▸ Stated problem 1
Return every line of the records below that contains the word "boat", treating uppercase and lowercase as different.

Why Bagels Have Gotten Bigger

An interview with Adam Pomerantz, the co-founder of Murray’s Bagels and owner of Leo’s Bagels in New York City.

The essay "Real New Yorkers Don't Toast Their Bagels" tackles the question of bagel-toasting with eight prominent bagelers and critics. Read the full interviews for more on bagels, cream cheese, and who has better bagels, New York or Montreal.

Start a conversation about New York City's best bagels and it's likely that one of Adam Pomerantz's stores will be thrown into the mix. Whether your allegiance rests with Murray's Bagels (Chelsea and Greenwich Village), which he co-founded, or Leo's Bagels, which he owns in the Financial District, you have to consider Pomerantz one of New York City's brightest bagel-making stars.

 

New York or Montreal?
I’ve never really had a true Montreal-style bagel, so I can’t answer that.

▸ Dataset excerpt
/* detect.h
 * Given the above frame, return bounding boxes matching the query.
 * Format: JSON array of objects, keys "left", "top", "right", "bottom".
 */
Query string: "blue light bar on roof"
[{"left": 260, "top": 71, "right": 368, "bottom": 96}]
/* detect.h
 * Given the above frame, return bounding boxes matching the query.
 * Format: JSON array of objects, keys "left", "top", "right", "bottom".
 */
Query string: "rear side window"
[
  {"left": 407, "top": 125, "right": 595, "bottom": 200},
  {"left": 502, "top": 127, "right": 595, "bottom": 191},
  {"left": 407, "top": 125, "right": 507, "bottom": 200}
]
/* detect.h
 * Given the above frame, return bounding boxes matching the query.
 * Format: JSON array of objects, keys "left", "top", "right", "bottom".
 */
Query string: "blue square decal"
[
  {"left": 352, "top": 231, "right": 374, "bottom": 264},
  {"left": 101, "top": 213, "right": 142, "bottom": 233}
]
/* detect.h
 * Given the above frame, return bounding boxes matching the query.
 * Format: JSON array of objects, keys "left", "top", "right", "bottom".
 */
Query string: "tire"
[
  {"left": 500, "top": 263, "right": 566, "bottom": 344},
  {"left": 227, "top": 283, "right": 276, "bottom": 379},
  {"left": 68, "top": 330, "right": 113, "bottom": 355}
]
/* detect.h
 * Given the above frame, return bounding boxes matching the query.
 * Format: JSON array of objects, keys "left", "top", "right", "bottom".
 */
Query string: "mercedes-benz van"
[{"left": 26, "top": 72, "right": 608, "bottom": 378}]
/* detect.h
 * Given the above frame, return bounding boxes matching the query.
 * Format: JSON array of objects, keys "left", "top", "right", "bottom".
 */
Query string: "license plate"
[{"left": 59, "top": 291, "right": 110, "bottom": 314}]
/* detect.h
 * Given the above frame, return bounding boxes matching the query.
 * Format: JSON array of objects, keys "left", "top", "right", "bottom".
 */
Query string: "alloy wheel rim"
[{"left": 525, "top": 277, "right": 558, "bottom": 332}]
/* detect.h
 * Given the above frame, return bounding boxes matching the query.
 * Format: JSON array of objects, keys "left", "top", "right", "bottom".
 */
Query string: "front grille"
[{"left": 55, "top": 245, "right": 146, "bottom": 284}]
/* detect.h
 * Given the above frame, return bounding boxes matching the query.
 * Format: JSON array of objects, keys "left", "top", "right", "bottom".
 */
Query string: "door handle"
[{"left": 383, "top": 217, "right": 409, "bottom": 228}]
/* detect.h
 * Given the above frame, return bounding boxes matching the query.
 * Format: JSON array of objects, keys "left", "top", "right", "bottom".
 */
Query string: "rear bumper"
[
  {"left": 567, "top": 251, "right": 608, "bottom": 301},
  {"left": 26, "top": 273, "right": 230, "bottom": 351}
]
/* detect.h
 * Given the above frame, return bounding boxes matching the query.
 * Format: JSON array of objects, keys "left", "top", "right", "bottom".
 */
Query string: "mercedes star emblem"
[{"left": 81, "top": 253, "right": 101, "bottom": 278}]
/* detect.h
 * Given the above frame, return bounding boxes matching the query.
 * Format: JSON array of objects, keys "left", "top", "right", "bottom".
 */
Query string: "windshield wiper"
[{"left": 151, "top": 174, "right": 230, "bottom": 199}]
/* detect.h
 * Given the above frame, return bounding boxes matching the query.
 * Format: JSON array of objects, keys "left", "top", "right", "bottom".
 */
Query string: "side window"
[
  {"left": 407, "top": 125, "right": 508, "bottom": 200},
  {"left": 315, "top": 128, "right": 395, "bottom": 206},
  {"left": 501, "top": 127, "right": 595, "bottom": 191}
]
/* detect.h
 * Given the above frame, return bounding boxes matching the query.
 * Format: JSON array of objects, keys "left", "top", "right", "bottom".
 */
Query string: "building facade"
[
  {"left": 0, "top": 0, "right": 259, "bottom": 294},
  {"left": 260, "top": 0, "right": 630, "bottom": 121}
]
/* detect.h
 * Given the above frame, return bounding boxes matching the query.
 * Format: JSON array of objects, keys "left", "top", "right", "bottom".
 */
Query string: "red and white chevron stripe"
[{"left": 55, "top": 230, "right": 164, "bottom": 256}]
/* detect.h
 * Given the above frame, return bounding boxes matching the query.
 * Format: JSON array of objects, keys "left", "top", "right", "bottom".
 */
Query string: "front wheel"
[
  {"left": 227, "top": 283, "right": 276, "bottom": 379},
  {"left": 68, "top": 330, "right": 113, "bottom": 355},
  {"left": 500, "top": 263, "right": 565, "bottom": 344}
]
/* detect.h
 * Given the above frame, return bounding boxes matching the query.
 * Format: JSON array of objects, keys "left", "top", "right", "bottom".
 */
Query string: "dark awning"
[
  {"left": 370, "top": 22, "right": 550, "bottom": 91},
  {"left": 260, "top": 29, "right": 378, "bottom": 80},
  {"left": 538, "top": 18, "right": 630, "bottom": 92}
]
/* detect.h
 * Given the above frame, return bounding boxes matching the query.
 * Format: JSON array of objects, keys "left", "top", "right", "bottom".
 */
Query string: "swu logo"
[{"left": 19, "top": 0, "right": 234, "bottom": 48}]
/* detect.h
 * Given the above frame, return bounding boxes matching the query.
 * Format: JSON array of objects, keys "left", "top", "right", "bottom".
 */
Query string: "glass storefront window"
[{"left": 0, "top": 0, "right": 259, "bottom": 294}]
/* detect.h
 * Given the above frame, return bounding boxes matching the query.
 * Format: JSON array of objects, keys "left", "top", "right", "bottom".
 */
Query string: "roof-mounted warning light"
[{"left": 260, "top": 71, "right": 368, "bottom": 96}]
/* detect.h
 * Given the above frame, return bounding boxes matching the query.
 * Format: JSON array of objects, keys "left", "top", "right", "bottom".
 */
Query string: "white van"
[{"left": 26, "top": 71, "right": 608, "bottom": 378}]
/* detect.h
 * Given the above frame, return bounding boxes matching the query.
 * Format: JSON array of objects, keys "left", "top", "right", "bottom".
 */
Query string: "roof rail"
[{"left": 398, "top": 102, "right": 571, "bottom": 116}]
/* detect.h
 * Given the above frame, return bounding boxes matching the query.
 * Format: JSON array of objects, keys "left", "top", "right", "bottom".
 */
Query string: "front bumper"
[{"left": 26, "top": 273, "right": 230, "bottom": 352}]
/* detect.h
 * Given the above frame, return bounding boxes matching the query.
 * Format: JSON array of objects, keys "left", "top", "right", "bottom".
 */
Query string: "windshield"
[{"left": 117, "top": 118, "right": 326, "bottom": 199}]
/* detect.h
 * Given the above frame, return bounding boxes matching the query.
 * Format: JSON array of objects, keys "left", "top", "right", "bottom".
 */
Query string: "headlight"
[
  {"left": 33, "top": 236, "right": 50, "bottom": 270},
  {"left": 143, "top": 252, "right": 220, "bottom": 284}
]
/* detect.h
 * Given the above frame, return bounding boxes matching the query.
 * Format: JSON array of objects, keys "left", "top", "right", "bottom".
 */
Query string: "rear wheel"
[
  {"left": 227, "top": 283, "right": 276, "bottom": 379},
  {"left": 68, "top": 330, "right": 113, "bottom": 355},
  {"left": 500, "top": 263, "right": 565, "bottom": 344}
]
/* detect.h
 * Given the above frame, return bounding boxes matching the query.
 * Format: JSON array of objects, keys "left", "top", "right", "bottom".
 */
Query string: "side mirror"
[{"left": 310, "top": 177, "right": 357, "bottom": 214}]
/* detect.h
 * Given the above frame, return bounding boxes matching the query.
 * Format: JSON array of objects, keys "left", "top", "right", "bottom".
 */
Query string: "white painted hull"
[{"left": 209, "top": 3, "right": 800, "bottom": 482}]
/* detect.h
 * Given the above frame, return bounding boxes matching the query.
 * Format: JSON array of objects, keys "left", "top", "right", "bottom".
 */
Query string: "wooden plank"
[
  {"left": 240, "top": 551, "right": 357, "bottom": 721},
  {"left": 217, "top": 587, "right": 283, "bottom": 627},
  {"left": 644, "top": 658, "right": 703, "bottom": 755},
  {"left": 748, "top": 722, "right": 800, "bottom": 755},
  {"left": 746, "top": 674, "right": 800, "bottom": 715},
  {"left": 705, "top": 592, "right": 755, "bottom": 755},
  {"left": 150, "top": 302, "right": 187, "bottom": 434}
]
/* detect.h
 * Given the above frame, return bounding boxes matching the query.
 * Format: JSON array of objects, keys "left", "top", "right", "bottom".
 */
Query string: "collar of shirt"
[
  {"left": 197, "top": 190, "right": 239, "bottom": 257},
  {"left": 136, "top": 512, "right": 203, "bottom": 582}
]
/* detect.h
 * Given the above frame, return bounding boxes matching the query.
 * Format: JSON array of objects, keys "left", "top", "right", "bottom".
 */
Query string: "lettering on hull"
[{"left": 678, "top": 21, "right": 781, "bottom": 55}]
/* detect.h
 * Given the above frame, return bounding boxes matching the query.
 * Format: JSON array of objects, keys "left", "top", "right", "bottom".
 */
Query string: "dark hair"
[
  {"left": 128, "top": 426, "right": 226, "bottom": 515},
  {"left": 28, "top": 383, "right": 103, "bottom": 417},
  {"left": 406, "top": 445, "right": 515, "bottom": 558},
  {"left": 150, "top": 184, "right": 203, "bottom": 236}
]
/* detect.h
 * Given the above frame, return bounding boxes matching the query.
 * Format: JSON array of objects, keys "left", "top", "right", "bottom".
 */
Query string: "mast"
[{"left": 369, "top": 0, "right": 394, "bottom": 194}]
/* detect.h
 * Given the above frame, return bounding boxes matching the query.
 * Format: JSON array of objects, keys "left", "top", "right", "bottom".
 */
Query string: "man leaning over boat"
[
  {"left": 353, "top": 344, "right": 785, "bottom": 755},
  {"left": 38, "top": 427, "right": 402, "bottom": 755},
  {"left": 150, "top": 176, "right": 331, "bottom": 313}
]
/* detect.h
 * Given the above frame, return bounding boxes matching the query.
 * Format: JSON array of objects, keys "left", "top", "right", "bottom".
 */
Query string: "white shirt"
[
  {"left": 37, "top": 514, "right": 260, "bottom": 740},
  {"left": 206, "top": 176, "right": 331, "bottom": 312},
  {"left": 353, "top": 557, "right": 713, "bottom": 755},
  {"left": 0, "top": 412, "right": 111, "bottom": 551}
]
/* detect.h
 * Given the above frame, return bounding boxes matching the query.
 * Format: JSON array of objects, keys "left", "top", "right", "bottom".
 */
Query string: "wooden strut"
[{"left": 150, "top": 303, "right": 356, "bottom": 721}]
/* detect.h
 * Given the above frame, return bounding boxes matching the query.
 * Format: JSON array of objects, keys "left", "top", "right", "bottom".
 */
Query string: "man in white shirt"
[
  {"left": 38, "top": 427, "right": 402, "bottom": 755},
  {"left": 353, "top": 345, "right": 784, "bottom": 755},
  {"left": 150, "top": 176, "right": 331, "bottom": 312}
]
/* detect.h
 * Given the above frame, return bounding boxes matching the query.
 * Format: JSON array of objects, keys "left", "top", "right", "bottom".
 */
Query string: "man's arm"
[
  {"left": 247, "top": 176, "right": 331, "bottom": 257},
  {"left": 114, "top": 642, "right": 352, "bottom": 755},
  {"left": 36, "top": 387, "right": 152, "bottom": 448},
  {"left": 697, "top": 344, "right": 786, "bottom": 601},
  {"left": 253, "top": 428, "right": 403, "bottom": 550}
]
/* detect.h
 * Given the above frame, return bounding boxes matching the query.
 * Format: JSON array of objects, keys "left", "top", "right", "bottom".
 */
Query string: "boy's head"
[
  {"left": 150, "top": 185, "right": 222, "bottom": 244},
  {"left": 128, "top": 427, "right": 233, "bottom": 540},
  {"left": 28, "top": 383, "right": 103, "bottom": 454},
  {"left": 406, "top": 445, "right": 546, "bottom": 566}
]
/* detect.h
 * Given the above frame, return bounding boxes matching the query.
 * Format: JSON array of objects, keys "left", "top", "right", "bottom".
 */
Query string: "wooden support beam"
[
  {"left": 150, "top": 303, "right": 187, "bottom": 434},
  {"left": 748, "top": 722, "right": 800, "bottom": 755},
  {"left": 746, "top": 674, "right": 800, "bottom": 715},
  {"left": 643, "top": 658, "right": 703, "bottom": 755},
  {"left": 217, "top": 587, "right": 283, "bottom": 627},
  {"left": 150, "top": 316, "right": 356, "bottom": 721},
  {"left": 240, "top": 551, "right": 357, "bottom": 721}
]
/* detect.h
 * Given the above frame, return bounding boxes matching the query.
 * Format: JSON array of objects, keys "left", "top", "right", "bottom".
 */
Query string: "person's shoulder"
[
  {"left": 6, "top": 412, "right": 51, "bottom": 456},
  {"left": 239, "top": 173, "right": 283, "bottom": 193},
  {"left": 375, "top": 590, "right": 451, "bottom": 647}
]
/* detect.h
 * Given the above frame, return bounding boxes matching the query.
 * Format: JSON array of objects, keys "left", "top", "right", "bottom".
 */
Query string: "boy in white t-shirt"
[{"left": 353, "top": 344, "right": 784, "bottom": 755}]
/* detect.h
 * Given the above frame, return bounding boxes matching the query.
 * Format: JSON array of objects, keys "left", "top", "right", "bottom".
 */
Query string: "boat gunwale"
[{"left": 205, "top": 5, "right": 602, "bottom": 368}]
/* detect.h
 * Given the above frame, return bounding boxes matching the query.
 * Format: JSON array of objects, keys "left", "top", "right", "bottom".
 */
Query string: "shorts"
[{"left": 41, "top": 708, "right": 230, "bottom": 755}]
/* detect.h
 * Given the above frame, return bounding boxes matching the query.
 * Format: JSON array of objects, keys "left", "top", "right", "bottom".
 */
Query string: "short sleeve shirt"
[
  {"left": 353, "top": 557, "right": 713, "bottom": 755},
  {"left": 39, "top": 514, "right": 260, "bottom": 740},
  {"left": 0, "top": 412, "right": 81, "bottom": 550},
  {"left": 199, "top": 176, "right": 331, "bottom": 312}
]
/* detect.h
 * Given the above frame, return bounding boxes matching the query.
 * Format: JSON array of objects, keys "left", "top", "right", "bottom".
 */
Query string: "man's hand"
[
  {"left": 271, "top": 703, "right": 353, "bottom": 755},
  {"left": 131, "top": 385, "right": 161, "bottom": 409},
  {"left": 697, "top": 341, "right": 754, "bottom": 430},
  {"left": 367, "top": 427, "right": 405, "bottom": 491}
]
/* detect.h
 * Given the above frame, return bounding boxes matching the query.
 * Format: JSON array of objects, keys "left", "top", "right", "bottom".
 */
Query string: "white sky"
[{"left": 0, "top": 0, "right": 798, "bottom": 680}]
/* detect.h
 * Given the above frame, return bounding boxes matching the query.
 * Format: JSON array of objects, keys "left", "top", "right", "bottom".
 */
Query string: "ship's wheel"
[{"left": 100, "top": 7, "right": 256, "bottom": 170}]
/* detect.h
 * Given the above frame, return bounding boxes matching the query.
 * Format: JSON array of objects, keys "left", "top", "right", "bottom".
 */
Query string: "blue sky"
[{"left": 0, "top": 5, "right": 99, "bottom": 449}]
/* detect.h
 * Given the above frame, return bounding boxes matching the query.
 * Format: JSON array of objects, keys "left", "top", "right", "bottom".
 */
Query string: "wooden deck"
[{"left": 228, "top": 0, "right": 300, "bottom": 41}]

▸ Stated problem 2
According to the bagel interview above, in which neighborhoods is Murray's Bagels located?

▸ Final result 1
Query string: "man leaning over boat"
Query string: "boat gunwale"

▸ Final result 2
Chelsea and Greenwich Village.